TEKST:
++++++++++

Ga naar de inhoud
‘De Kleine Bazar’

Tijdlijn Staarink Doesburg

1902 | Het begin
Opa Staarink startte in 1902 samen met zijn zus Ida Staarink ‘De Kleine Bazar’ in een klein pandje op de punt van de Kloosterstraat en de Kosterstraat. Uit het fotoalbum: “In de meimaand van het jaar 1902 opende opa Staarink (geboren in 1879 te Didam) met assistentie van zijn zus mejuffrouw Ida Staarink zijn zaak in borstelwerk, zemen en verfartikelen. Voor zijn schildersbedrijf huurde hij het pand in de Gasthuisstraat (naast het toenmalige postkantoor).” De tekst ‘De Kleine Bazar’ keerde in 2008 terug op de gevel.

Begin 1900
Google streetmap 2021

In de beginjaren werd al een breed assortiment artikelen verkocht, maar de keuze was niet zo ruim als tegenwoordig. Het kleine pandje was daarom groot genoeg. Opa Staarink was huisschilder, maar wel eentje die ook kon marmeren en houtimitatie kon schilderen. Opa was een echte vakman met speciale gereedschappen en kwasten. Vóór zijn huwelijk had hij een werkplaats en een winkel in de Gasthuisstraat, in het pand waar een kapperszaak zit, en in het verleden de antiekzaak van Navens.

++++++++++

GEËXTRAHEERDE RIJEN:
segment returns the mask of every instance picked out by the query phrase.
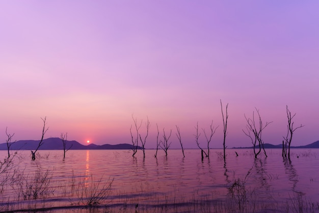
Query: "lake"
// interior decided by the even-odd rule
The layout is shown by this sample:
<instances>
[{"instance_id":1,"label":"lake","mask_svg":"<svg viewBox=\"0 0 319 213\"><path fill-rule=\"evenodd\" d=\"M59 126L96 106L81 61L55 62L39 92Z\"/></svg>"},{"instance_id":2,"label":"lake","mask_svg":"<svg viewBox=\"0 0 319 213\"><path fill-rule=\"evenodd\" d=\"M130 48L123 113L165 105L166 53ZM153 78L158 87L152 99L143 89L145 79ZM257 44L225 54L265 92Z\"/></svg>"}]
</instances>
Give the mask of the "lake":
<instances>
[{"instance_id":1,"label":"lake","mask_svg":"<svg viewBox=\"0 0 319 213\"><path fill-rule=\"evenodd\" d=\"M141 150L69 150L64 160L63 150L39 150L35 161L18 151L0 210L319 212L319 149L293 149L291 161L266 151L254 159L252 149L227 149L226 162L215 149L203 160L199 149L156 158L147 150L145 159Z\"/></svg>"}]
</instances>

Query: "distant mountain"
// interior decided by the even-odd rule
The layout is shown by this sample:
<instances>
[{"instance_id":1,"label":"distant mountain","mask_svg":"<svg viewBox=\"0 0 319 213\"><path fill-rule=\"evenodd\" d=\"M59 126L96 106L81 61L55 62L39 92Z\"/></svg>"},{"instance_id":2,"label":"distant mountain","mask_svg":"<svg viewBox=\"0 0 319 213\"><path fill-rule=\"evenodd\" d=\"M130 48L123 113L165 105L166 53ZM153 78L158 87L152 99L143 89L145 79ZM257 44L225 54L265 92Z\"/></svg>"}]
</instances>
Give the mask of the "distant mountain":
<instances>
[{"instance_id":1,"label":"distant mountain","mask_svg":"<svg viewBox=\"0 0 319 213\"><path fill-rule=\"evenodd\" d=\"M273 145L271 144L264 144L263 145L265 149L277 149L277 148L282 148L282 144L278 144L278 145ZM256 146L256 148L259 148L259 146ZM253 148L253 146L250 146L249 147L234 147L234 148L236 149L252 149ZM315 149L315 148L319 148L319 141L316 141L315 142L313 142L312 144L304 145L304 146L290 146L290 147L291 149L294 148L308 148L308 149Z\"/></svg>"},{"instance_id":2,"label":"distant mountain","mask_svg":"<svg viewBox=\"0 0 319 213\"><path fill-rule=\"evenodd\" d=\"M310 144L305 146L296 146L294 148L308 148L311 149L319 148L319 141L317 141L315 142L312 143L312 144Z\"/></svg>"},{"instance_id":3,"label":"distant mountain","mask_svg":"<svg viewBox=\"0 0 319 213\"><path fill-rule=\"evenodd\" d=\"M11 150L35 150L39 145L39 141L21 140L16 141L11 145ZM63 149L62 141L59 138L49 138L43 140L43 144L40 147L39 150L61 150ZM90 144L84 145L75 141L67 141L67 149L72 145L71 149L131 149L133 146L128 144L120 144L116 145L103 144L98 145ZM142 147L139 146L139 149ZM0 144L0 150L7 150L7 144L5 143Z\"/></svg>"}]
</instances>

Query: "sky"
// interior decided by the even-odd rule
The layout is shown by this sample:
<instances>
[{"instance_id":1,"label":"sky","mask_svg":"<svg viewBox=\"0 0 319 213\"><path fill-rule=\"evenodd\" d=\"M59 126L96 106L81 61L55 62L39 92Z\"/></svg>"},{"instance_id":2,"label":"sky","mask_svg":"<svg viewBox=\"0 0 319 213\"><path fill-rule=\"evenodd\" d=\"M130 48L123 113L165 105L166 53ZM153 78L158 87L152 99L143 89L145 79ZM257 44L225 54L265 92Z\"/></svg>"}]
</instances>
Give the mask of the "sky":
<instances>
[{"instance_id":1,"label":"sky","mask_svg":"<svg viewBox=\"0 0 319 213\"><path fill-rule=\"evenodd\" d=\"M273 122L264 143L297 130L292 145L319 140L317 1L0 2L0 140L60 137L131 143L133 118L146 148L157 130L178 148L250 146L244 115ZM134 135L135 137L135 136Z\"/></svg>"}]
</instances>

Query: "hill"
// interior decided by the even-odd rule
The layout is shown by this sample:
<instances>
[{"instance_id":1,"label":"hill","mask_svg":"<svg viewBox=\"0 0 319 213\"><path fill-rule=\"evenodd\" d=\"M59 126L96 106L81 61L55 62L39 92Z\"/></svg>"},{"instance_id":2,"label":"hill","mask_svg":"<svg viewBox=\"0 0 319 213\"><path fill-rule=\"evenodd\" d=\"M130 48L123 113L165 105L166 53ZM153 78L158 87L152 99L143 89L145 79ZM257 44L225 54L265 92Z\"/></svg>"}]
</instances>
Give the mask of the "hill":
<instances>
[{"instance_id":1,"label":"hill","mask_svg":"<svg viewBox=\"0 0 319 213\"><path fill-rule=\"evenodd\" d=\"M21 140L16 141L11 145L11 150L35 150L37 148L40 141ZM61 139L59 138L49 138L44 139L43 145L40 147L39 150L63 150L63 144ZM98 145L90 144L84 145L76 141L67 141L67 148L72 145L70 150L79 149L131 149L132 148L131 144L120 144L116 145L103 144ZM141 149L139 147L139 149ZM7 144L5 143L0 144L0 150L7 150Z\"/></svg>"},{"instance_id":2,"label":"hill","mask_svg":"<svg viewBox=\"0 0 319 213\"><path fill-rule=\"evenodd\" d=\"M263 145L265 149L282 149L282 144L278 144L278 145L273 145L271 144L264 144ZM259 148L259 146L256 146L256 148ZM252 149L253 147L250 146L249 147L233 147L234 149ZM311 144L308 144L304 146L290 146L290 148L291 149L296 149L296 148L308 148L308 149L315 149L319 148L319 141L317 141L315 142L313 142Z\"/></svg>"}]
</instances>

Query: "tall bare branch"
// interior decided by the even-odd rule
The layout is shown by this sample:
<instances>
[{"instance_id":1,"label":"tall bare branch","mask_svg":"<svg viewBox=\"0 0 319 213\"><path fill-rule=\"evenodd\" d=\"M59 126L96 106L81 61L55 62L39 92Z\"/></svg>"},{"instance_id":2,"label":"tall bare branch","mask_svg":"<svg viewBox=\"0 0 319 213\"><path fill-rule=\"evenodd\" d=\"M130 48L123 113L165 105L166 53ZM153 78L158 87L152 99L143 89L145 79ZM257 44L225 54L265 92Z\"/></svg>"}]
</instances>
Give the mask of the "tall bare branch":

++++++++++

DOEL: Geef de volledige tekst over De Kleine Bazar woord voor woord weer. De rijen vormen afzonderlijk materiaal, los van de tekst.

UITVOER:
Ga naar de inhoud
‘De Kleine Bazar’

Tijdlijn Staarink Doesburg

1902 | Het begin
Opa Staarink startte in 1902 samen met zijn zus Ida Staarink ‘De Kleine Bazar’ in een klein pandje op de punt van de Kloosterstraat en de Kosterstraat. Uit het fotoalbum: “In de meimaand van het jaar 1902 opende opa Staarink (geboren in 1879 te Didam) met assistentie van zijn zus mejuffrouw Ida Staarink zijn zaak in borstelwerk, zemen en verfartikelen. Voor zijn schildersbedrijf huurde hij het pand in de Gasthuisstraat (naast het toenmalige postkantoor).” De tekst ‘De Kleine Bazar’ keerde in 2008 terug op de gevel.

Begin 1900
Google streetmap 2021

In de beginjaren werd al een breed assortiment artikelen verkocht, maar de keuze was niet zo ruim als tegenwoordig. Het kleine pandje was daarom groot genoeg. Opa Staarink was huisschilder, maar wel eentje die ook kon marmeren en houtimitatie kon schilderen. Opa was een echte vakman met speciale gereedschappen en kwasten. Vóór zijn huwelijk had hij een werkplaats en een winkel in de Gasthuisstraat, in het pand waar een kapperszaak zit, en in het verleden de antiekzaak van Navens.